● Description of the task:
Render the records from the line with "of the stone" to the line with "77), (248, 47)]", both included, as a numbered list, leaving out any blank lines.
****************************************
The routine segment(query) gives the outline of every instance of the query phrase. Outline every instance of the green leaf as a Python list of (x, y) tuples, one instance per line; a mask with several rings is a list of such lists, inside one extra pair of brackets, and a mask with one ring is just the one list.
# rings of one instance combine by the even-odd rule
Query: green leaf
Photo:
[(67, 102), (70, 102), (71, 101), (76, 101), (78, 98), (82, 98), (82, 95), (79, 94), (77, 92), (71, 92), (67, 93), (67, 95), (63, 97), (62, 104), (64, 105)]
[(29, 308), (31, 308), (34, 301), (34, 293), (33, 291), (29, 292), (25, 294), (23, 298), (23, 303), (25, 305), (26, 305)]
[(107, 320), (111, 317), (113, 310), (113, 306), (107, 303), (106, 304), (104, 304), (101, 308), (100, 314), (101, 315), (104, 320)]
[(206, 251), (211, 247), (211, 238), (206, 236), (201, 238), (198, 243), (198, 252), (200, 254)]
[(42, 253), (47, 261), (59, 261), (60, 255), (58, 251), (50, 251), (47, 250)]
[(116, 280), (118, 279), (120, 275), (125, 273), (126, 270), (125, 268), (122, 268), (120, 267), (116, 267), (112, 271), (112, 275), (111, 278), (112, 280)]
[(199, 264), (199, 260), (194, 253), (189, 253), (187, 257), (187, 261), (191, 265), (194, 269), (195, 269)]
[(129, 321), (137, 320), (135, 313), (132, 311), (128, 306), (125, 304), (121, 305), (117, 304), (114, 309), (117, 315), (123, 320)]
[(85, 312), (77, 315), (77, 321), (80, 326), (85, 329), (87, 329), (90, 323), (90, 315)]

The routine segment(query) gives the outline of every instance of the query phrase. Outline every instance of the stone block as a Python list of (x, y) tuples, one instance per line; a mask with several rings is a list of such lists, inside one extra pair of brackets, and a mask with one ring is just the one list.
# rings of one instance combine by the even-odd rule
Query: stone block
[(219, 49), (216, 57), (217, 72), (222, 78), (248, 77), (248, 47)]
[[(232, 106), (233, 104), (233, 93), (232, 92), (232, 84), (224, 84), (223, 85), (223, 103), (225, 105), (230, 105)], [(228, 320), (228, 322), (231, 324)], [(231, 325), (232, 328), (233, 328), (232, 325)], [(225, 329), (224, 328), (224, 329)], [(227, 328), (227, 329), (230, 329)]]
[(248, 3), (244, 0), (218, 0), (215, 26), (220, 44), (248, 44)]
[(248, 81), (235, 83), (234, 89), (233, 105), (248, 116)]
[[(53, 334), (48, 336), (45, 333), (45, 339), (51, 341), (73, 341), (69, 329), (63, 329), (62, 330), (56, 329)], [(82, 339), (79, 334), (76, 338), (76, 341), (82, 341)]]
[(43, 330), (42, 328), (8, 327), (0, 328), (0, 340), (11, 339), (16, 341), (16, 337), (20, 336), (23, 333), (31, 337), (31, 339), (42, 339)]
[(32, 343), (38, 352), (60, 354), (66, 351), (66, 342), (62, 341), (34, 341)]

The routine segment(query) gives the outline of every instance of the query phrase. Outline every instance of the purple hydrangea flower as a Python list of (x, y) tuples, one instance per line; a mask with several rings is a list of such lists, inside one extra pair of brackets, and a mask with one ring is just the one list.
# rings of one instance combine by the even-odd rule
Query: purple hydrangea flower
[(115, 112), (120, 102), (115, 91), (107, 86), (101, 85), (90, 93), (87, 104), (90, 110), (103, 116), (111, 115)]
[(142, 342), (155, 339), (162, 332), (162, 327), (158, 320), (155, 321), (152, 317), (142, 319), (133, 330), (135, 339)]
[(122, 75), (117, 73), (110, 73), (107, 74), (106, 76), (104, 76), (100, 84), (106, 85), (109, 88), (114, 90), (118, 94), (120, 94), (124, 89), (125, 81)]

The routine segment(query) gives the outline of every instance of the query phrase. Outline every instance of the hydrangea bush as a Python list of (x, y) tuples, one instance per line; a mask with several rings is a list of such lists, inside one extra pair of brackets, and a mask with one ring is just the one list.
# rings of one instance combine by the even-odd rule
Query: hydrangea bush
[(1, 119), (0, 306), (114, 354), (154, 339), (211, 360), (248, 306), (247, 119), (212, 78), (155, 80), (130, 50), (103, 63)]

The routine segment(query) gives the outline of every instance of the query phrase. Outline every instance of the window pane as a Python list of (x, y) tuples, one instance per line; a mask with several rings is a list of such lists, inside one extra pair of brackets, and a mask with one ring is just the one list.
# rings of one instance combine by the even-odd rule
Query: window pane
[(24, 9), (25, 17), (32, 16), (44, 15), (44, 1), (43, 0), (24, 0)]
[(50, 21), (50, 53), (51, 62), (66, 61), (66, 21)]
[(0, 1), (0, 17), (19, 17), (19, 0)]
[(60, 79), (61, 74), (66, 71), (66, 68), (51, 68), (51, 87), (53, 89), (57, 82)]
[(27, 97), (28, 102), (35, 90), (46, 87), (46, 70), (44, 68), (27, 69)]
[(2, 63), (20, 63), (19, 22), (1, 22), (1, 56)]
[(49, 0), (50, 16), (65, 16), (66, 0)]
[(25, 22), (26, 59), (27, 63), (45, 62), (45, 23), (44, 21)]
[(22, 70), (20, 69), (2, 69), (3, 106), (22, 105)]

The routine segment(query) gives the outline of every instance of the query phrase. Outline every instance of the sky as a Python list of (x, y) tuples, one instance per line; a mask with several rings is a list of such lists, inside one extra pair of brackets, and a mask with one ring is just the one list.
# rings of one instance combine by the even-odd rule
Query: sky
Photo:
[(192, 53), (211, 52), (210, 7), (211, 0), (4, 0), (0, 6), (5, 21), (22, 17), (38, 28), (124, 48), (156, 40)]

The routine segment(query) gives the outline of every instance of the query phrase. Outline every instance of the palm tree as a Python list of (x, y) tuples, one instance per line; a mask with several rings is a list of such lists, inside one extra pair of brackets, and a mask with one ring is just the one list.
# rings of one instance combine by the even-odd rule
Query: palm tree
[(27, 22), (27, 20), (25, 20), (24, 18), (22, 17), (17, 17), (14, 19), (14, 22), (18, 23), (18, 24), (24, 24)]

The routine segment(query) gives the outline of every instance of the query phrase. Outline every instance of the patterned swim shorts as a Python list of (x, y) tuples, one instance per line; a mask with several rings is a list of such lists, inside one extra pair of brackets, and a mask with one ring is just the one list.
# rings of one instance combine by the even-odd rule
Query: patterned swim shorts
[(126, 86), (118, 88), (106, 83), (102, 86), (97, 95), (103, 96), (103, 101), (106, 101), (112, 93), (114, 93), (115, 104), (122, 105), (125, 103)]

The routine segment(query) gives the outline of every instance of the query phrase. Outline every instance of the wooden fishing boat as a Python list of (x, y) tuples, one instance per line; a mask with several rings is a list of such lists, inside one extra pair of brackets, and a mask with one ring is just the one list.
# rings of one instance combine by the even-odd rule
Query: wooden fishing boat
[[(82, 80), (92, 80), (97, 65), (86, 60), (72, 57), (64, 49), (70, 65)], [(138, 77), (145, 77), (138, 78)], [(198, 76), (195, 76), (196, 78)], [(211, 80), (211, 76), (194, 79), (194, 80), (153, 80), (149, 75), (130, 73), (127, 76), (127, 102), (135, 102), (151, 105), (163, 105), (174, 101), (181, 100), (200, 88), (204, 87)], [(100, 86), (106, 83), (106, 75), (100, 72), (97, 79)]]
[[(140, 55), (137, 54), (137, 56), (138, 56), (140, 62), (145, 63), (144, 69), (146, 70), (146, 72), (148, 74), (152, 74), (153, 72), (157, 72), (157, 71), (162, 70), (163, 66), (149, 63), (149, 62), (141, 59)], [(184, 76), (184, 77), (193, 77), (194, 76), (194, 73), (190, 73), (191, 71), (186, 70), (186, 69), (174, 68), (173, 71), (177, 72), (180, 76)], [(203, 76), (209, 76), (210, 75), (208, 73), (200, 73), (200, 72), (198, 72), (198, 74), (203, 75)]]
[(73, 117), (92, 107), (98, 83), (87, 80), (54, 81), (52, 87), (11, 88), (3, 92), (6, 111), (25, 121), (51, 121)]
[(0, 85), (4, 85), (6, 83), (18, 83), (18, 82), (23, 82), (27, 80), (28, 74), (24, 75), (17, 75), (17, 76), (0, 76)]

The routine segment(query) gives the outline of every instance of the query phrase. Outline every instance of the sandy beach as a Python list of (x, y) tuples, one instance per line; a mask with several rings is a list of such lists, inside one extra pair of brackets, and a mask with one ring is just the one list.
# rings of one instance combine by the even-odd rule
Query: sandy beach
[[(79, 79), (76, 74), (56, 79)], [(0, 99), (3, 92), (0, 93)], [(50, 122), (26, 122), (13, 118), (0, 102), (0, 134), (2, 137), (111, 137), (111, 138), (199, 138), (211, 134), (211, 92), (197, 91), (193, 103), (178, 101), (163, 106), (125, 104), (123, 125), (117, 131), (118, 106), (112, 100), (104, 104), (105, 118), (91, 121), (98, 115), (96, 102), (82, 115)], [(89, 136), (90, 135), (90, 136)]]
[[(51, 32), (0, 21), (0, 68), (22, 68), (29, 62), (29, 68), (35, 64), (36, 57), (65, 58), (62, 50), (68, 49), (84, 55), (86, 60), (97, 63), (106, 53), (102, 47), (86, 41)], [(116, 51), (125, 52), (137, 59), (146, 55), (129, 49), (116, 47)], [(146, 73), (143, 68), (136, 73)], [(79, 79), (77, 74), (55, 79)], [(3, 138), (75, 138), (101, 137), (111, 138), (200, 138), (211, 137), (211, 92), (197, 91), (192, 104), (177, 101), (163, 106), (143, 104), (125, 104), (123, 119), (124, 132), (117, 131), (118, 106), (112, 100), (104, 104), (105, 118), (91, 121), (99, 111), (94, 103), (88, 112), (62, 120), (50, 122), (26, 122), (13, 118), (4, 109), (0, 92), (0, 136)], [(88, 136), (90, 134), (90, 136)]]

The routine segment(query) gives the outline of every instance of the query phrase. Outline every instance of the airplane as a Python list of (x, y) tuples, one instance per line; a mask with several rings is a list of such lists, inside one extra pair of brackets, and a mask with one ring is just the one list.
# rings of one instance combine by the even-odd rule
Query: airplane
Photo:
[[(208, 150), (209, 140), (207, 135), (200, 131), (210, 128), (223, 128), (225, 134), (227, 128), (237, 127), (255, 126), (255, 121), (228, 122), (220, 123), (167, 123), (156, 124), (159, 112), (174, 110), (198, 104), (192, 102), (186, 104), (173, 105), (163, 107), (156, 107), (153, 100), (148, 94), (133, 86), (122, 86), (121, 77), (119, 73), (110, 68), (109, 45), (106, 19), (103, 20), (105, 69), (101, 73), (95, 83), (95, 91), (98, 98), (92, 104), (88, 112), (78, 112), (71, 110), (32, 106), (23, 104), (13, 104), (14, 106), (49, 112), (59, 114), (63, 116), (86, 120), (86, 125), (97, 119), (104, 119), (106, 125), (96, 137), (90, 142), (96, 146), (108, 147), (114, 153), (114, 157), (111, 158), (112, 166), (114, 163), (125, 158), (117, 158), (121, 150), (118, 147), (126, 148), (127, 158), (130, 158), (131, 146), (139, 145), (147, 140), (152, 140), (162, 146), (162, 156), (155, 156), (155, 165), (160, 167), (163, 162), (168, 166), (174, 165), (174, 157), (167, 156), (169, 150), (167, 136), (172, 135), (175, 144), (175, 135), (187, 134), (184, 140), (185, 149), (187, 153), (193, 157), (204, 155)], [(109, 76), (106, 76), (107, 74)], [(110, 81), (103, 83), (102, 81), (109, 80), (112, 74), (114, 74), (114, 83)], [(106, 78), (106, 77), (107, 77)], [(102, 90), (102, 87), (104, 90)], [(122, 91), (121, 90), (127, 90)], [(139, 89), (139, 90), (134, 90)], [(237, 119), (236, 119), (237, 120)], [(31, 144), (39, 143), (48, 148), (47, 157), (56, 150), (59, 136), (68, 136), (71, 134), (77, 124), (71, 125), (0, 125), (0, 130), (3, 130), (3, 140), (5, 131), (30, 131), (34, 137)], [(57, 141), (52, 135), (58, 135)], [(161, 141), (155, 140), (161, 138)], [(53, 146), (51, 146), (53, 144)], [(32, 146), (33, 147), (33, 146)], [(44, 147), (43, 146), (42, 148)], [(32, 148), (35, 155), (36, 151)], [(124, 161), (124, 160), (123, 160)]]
****************************************
● Result of the task:
1. The routine segment(query) gives the outline of every instance of the query phrase. Outline every instance of the stone block as a Python list of (x, y) tuples, one instance per line; a mask with several rings is a list of such lists, inside one extra pair of brackets, and a mask with one ring is just the one list.
2. # rings of one instance combine by the even-odd rule
3. Query: stone block
4. [(219, 49), (216, 57), (217, 72), (222, 78), (248, 77), (248, 47)]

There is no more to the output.